_Document excerpt_:
▼▼▼

Thoreau wrote Walden to answer the question, “How much does it cost to live?” Is there one of us who does not thirst for a simpler life? We look back to Thoreau’s time with nostalgic yearning; yet Thoreau discovered that farm families labored their whole lives for their cows.

I have done my share of yearning. At fifty-five, I look back on a life so complicated that had I set out to make things hard for myself, I couldn’t have done a better job. Is there anyone who feels differently?

This year, by accident and against my wishes, I happened onto the utter simplicity for which I have always yearned. Trouble and loss opened under me like an earthquake: my wife died, my business collapsed, my house was sold. I clutched to my possessions like a beggar to his bowl; even my automobile, that last vestige of respectability in American life, had to go. But good health, a simple life, and happiness were the unexpected results. After six months, I’m only beginning to understand how this happened.

The centerpiece of this unexpected transformation was a fifty-dollar bicycle.

Two years ago, a friend of mine sold his car, bought a “mountain bike,” and has been extolling the joys and savings of a car-free existence ever since. He became obnoxious in his zealous exhortations to convert everyone he knew. He found no takers.

Until the Gulf War. For everyone but George Bush, the connection between oil and war became apparent. During the months of mobilization preceding the fighting, I found myself desiring a less bloodthirsty diet, a way of life that made me less a part of a system geared for war. My bike-riding friend increased his irritating sermons.

▲▲▲

_Supplied information_:

▼▼▼

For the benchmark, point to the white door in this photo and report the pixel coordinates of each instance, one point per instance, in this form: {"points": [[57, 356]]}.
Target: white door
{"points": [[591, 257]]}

▲▲▲

_What you will do_:
- a) Summarize the passage on simple living in two sentences.
- b) In the passage on simple living, how much did the bicycle at the center of the narrator's transformation cost?

_Solutions to the problems_:
- a) Opening with Thoreau's question of how much it costs to live, the narrator tells how, at fifty-five, the death of a wife, a collapsed business, and the loss of a house and car led unexpectedly to good health, a simple life, and happiness. At the center of this change was a fifty-dollar bicycle: a friend had promoted a car-free life for two years without finding any takers, and during the Gulf War the narrator came to want a way of life less a part of a system geared for war.

- b) Fifty dollars.